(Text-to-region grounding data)
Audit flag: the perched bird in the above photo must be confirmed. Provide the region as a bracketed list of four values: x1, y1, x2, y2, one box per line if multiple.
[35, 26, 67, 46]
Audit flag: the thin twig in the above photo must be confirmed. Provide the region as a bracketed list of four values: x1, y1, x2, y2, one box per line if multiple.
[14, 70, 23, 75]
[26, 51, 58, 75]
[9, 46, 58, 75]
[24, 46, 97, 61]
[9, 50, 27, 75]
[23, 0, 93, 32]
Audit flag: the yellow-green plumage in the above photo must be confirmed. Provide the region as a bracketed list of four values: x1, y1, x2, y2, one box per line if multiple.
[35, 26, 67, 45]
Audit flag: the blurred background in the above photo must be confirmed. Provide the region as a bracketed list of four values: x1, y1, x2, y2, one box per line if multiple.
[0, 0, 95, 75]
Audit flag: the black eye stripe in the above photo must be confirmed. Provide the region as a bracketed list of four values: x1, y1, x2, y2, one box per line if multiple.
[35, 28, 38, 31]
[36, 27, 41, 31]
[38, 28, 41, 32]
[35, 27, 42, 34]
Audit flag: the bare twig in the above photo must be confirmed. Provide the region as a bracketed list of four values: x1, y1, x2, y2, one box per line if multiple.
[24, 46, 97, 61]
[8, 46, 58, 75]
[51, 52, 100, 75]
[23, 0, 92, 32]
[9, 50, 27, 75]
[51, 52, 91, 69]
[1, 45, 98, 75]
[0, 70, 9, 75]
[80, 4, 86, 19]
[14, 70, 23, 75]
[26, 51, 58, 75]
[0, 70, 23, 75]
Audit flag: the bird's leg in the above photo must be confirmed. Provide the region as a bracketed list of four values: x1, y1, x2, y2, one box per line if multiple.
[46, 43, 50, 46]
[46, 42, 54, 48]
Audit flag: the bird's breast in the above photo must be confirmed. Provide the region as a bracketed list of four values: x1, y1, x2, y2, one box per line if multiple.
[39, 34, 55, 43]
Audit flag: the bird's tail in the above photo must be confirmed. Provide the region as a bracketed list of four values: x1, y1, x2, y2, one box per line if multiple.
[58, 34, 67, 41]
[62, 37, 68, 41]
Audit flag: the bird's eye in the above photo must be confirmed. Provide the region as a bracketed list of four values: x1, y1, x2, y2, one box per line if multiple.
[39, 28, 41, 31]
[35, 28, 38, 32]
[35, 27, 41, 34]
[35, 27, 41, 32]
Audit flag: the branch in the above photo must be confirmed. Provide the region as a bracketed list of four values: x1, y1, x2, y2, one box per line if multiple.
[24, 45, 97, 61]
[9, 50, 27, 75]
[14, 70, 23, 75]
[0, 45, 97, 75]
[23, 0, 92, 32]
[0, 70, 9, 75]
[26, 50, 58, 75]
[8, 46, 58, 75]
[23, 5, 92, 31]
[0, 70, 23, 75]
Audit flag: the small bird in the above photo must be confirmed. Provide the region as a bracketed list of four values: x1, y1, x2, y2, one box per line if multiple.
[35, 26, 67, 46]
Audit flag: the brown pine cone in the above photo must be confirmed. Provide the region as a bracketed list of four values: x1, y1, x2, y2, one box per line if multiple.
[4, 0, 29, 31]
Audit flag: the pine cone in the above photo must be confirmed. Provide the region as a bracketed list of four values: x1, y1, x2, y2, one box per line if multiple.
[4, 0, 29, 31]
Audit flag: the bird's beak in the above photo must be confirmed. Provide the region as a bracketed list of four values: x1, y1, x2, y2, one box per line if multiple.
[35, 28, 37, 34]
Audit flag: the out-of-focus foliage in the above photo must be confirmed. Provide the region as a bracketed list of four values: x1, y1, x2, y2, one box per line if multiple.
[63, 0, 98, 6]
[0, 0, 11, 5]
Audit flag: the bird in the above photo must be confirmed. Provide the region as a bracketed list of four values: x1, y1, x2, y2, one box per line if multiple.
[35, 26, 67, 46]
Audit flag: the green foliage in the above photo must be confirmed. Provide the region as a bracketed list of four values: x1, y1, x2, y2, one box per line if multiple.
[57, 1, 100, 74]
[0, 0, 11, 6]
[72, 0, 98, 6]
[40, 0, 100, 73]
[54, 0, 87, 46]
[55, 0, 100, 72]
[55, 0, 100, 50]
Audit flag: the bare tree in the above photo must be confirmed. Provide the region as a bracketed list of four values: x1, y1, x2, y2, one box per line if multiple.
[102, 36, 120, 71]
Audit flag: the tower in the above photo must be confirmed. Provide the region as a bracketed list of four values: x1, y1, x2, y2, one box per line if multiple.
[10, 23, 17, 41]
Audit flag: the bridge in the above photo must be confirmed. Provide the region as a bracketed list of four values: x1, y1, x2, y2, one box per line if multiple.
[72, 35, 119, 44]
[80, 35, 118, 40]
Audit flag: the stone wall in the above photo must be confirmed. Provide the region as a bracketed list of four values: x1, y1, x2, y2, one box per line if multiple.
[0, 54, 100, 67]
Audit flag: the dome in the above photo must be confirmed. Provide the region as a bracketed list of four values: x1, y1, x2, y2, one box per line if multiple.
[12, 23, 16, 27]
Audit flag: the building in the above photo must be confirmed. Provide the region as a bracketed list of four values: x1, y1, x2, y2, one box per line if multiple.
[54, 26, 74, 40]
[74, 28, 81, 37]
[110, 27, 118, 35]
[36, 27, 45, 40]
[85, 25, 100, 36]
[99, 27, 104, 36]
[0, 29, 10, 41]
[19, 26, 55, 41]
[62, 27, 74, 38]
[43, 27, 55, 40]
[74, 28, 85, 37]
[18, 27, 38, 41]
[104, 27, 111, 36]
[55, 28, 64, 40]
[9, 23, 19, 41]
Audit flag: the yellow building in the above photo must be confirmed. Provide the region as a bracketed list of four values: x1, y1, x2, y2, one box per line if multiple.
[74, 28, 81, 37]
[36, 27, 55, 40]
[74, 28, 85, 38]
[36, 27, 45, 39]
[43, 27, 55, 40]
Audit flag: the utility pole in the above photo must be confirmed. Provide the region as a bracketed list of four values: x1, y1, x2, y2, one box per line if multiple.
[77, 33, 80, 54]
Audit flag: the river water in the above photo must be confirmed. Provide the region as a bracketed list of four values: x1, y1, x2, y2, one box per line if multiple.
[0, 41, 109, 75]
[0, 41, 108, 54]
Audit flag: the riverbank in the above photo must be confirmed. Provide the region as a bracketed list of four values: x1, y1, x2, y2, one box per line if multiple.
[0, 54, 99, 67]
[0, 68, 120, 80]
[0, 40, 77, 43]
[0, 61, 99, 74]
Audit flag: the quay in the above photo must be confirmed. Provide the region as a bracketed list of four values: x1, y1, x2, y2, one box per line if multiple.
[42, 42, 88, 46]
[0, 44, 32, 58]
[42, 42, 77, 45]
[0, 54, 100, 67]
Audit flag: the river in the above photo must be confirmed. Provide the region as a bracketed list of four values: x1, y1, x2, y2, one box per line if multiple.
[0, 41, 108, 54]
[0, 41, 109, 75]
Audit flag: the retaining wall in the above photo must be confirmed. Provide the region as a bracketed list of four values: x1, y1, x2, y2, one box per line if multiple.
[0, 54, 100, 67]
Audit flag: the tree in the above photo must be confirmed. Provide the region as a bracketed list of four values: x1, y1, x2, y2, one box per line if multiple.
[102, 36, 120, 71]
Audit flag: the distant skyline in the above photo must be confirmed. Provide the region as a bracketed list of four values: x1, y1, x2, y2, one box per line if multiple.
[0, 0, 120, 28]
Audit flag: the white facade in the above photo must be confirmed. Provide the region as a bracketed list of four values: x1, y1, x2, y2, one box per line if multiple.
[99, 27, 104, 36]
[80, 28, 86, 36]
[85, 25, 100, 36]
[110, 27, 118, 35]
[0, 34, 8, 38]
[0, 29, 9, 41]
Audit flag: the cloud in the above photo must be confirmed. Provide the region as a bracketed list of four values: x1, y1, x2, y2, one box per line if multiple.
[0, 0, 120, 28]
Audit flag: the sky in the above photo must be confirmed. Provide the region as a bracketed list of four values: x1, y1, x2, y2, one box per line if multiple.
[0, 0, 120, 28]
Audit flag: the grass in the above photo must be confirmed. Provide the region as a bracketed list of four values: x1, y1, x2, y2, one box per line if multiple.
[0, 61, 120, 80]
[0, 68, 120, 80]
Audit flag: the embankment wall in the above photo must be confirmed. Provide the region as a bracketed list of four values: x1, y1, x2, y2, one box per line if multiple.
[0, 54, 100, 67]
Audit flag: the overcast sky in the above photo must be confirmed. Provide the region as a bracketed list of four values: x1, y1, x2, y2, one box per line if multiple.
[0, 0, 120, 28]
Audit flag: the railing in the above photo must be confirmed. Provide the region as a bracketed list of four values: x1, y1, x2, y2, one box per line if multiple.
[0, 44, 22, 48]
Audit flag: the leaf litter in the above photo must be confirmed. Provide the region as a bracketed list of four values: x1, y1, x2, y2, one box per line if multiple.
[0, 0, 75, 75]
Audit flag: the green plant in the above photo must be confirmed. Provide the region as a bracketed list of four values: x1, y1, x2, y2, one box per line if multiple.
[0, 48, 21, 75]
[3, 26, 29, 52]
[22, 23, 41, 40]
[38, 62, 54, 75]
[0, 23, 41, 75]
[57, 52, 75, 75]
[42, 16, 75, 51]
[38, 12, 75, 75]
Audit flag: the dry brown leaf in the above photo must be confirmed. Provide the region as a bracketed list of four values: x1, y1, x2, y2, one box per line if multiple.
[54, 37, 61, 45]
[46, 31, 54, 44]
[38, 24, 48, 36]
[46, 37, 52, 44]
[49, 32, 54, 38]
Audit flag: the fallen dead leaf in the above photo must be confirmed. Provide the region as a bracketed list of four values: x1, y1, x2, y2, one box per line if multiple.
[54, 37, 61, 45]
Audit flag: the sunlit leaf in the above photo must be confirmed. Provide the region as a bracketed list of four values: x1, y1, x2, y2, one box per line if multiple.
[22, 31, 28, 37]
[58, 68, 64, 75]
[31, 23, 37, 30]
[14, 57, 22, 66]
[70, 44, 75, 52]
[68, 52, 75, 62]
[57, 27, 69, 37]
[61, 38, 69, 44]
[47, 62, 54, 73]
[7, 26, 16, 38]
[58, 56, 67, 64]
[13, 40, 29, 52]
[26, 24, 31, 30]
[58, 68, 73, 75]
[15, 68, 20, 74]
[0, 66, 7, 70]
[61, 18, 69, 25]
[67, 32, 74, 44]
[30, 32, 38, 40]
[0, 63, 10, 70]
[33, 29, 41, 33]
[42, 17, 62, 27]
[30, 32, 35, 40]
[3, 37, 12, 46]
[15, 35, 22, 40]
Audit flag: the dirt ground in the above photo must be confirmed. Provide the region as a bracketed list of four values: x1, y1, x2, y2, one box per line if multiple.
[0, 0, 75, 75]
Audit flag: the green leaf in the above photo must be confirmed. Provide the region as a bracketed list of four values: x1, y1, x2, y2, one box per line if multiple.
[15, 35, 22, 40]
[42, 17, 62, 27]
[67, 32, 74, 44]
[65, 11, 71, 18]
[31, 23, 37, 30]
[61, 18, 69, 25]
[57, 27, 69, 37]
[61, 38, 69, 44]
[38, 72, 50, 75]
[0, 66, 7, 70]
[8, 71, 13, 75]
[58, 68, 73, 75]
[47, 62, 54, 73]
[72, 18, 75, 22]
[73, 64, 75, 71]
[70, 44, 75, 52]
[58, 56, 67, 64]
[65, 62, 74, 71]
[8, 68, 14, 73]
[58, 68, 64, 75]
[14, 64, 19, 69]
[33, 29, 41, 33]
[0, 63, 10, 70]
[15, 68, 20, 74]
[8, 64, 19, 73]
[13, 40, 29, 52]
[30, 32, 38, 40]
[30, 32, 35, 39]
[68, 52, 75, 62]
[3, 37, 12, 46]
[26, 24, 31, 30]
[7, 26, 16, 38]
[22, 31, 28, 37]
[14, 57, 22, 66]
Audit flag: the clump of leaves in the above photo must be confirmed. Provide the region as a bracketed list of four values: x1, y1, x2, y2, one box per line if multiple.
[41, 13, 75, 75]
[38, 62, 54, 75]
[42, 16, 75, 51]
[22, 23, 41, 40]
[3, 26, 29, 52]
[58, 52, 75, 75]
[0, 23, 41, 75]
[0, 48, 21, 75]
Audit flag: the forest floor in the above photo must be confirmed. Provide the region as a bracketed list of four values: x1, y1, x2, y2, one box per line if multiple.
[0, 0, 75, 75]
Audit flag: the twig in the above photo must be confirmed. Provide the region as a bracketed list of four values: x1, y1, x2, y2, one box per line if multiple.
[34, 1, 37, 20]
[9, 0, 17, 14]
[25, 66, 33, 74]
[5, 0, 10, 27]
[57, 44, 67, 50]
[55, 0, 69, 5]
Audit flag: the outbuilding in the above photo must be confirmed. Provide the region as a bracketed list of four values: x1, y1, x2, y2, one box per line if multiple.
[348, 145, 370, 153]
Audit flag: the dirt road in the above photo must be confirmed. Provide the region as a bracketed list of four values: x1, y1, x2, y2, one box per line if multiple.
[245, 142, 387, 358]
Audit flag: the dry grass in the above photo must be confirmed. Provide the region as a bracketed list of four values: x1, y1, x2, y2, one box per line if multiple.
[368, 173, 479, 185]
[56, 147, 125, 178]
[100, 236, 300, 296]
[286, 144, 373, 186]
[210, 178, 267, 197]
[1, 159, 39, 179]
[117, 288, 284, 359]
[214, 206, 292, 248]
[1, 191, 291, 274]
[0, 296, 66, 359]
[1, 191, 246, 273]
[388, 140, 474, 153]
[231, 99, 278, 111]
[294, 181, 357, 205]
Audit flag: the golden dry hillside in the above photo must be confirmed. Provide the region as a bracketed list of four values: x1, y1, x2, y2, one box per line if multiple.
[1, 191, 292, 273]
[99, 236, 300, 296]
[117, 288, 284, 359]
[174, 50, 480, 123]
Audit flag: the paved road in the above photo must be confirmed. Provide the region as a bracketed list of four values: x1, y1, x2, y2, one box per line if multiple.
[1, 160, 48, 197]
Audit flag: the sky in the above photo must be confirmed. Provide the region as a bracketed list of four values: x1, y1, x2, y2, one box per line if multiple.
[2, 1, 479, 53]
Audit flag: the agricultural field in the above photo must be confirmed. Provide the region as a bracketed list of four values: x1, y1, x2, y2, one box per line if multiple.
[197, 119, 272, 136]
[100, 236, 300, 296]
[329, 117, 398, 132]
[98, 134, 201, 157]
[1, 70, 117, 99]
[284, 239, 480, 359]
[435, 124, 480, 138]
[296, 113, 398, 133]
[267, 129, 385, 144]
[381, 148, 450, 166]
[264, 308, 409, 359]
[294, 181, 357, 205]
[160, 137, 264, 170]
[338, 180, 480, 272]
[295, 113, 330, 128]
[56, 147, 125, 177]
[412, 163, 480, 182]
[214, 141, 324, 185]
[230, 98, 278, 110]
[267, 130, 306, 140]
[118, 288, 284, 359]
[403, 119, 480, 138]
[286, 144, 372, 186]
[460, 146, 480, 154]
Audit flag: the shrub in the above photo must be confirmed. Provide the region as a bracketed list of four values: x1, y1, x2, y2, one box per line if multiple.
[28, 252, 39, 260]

Exercise objective ▸ Write out exactly the final stretch of the records: the line containing "Audit flag: the agricultural" and every line after it, through the last, and nothing else.

Task output ▸
Audit flag: the agricultural field in the above photo must be confirmed. Provide the region as a bracketed list of four values: x1, y1, x2, y2, one box per line if multiple.
[197, 119, 272, 136]
[100, 236, 300, 296]
[329, 117, 398, 132]
[98, 134, 201, 157]
[1, 70, 117, 99]
[284, 239, 480, 359]
[435, 124, 480, 138]
[296, 113, 398, 133]
[267, 129, 385, 144]
[381, 148, 450, 166]
[264, 308, 409, 359]
[294, 181, 357, 205]
[160, 137, 264, 170]
[338, 180, 480, 272]
[295, 113, 330, 128]
[56, 147, 125, 177]
[412, 163, 480, 182]
[214, 141, 324, 185]
[230, 98, 278, 110]
[267, 130, 306, 140]
[118, 288, 284, 359]
[403, 119, 480, 138]
[286, 144, 372, 186]
[460, 146, 480, 154]
Audit flag: the shrub in the above photo must be confirmed. Provide the region as a bracketed list of four values: x1, y1, x2, y2, one box per line if multiple.
[28, 252, 39, 260]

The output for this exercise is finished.